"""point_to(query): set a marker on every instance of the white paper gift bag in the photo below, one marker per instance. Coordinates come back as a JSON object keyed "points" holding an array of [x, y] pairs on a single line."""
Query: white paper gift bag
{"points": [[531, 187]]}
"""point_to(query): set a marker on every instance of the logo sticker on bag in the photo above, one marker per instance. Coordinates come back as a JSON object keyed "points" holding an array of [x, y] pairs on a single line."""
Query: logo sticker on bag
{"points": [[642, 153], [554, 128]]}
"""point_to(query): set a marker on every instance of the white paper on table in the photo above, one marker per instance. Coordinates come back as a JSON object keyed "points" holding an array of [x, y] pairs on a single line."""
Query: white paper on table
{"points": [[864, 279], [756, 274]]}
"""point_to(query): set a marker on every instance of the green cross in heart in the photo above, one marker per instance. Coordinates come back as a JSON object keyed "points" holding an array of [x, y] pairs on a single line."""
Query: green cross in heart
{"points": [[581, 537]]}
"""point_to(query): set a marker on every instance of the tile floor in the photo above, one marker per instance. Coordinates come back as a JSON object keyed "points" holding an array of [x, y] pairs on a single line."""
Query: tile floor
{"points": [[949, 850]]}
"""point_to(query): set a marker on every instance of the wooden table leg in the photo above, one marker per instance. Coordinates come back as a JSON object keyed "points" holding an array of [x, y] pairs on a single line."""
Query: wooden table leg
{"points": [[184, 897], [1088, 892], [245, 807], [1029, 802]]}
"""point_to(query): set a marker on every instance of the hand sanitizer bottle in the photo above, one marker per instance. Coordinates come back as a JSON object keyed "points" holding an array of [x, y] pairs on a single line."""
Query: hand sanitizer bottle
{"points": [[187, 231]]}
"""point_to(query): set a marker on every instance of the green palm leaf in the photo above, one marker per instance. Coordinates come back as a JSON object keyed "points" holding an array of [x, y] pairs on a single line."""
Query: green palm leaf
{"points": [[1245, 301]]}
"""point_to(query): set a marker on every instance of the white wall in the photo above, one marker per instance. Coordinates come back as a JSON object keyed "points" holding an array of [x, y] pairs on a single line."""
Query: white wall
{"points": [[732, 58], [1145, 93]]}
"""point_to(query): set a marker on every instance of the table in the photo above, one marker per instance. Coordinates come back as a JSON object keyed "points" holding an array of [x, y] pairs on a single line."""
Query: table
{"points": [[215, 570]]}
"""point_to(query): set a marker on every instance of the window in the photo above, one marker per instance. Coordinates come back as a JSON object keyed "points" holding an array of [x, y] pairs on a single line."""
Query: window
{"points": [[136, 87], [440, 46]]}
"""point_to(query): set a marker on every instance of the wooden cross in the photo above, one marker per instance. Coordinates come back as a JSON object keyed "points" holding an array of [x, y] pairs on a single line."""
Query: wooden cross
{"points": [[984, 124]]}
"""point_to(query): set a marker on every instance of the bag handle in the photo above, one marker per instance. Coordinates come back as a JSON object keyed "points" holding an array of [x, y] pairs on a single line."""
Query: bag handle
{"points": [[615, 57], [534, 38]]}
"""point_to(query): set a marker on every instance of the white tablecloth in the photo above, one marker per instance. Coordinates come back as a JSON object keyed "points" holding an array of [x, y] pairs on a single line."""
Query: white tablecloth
======
> Exercise goal: Reproduce, character for character, every line from the one containing "of the table" through the last line of the items.

> Solution to this problem:
"""point_to(query): set a marker on every instance of the table in the photo above, one marker per instance. Coordinates come back as a JSON object keyed "points" holding an array of [x, y] pairs on a single line."""
Query: table
{"points": [[215, 570]]}
"""point_to(query): set a marker on every instance of the window in the photo above, one marker per instance. Coordinates come back as a JSON object keyed "points" holding an array of [x, y] pairs on a single line."""
Query: window
{"points": [[136, 87], [440, 46]]}
"""point_to(query): set a marker on every instance of the wooden cross in the photo above, one marker per instance. Coordinates come back as a JSON object keyed "points" holding an array of [x, y] pairs on a single line."""
Query: wooden cross
{"points": [[984, 124]]}
"""point_to(query): set a marker on every instance of the bag handle in the photo above, one marker per instance. Coordinates come back as a JSON object keyed "points" holding an array of [x, y] pairs on a single line."""
Query: bag handle
{"points": [[615, 57], [534, 38]]}
"""point_to(query): set a marker on every instance of the white tablecloth in the photo above, one marker per instance. Coordinates come back as a JSON object keyed "points" holding an array of [x, y] pairs on a single line."""
Query: white tablecloth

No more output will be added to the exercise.